● Objetivo: Por favor, presenta como tabla Markdown el tramo desde la fila que contiene "Note: indicate every instance of the blue window" hasta el final de las filas, ambos extremos incluidos, con las columnas "N.º" y "Contenido". Omite las filas en blanco.

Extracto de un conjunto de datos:
_ _ _ _ _ _ _
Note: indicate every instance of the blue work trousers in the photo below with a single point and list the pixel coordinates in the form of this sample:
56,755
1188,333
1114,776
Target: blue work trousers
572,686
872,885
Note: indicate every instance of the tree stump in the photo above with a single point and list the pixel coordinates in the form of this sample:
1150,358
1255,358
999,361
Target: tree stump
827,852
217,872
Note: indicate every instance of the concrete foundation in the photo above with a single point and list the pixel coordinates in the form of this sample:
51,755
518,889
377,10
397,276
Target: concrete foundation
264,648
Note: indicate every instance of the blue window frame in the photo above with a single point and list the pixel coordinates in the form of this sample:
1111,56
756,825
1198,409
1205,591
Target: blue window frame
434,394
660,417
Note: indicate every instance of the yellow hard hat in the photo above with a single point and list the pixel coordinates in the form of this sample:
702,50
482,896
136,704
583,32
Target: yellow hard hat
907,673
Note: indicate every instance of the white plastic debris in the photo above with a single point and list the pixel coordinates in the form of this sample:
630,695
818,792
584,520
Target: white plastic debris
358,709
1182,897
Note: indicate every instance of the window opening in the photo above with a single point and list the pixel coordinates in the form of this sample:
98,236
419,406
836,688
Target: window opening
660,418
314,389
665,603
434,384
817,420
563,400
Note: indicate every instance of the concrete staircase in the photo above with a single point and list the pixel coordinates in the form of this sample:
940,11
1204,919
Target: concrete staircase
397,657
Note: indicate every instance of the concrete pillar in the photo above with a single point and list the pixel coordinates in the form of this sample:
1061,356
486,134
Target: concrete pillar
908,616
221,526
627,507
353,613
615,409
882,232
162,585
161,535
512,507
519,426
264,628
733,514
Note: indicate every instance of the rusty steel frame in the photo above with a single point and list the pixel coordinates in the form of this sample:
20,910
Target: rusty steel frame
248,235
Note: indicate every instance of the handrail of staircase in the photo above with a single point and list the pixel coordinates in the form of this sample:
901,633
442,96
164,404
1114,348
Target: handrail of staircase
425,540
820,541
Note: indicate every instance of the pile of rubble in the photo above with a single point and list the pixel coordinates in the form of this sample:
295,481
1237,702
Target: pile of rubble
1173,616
_ _ _ _ _ _ _
● Respuesta del ejercicio:
| N.º | Contenido |
|---|---|
| 1 | Note: indicate every instance of the blue window frame in the photo above with a single point and list the pixel coordinates in the form of this sample: |
| 2 | 1111,56 |
| 3 | 756,825 |
| 4 | 1198,409 |
| 5 | 1205,591 |
| 6 | Target: blue window frame |
| 7 | 434,394 |
| 8 | 660,417 |
| 9 | Note: indicate every instance of the yellow hard hat in the photo above with a single point and list the pixel coordinates in the form of this sample: |
| 10 | 702,50 |
| 11 | 482,896 |
| 12 | 136,704 |
| 13 | 583,32 |
| 14 | Target: yellow hard hat |
| 15 | 907,673 |
| 16 | Note: indicate every instance of the white plastic debris in the photo above with a single point and list the pixel coordinates in the form of this sample: |
| 17 | 630,695 |
| 18 | 818,792 |
| 19 | 584,520 |
| 20 | Target: white plastic debris |
| 21 | 358,709 |
| 22 | 1182,897 |
| 23 | Note: indicate every instance of the window opening in the photo above with a single point and list the pixel coordinates in the form of this sample: |
| 24 | 98,236 |
| 25 | 419,406 |
| 26 | 836,688 |
| 27 | Target: window opening |
| 28 | 660,418 |
| 29 | 314,389 |
| 30 | 665,603 |
| 31 | 434,384 |
| 32 | 817,420 |
| 33 | 563,400 |
| 34 | Note: indicate every instance of the concrete staircase in the photo above with a single point and list the pixel coordinates in the form of this sample: |
| 35 | 940,11 |
| 36 | 1204,919 |
| 37 | Target: concrete staircase |
| 38 | 397,657 |
| 39 | Note: indicate every instance of the concrete pillar in the photo above with a single point and list the pixel coordinates in the form of this sample: |
| 40 | 1061,356 |
| 41 | 486,134 |
| 42 | Target: concrete pillar |
| 43 | 908,616 |
| 44 | 221,526 |
| 45 | 627,507 |
| 46 | 353,613 |
| 47 | 615,409 |
| 48 | 882,232 |
| 49 | 162,585 |
| 50 | 161,535 |
| 51 | 512,507 |
| 52 | 519,426 |
| 53 | 264,628 |
| 54 | 733,514 |
| 55 | Note: indicate every instance of the rusty steel frame in the photo above with a single point and list the pixel coordinates in the form of this sample: |
| 56 | 20,910 |
| 57 | Target: rusty steel frame |
| 58 | 248,235 |
| 59 | Note: indicate every instance of the handrail of staircase in the photo above with a single point and list the pixel coordinates in the form of this sample: |
| 60 | 901,633 |
| 61 | 442,96 |
| 62 | 164,404 |
| 63 | 1114,348 |
| 64 | Target: handrail of staircase |
| 65 | 425,540 |
| 66 | 820,541 |
| 67 | Note: indicate every instance of the pile of rubble in the photo above with a single point and list the pixel coordinates in the form of this sample: |
| 68 | 295,481 |
| 69 | 1237,702 |
| 70 | Target: pile of rubble |
| 71 | 1173,616 |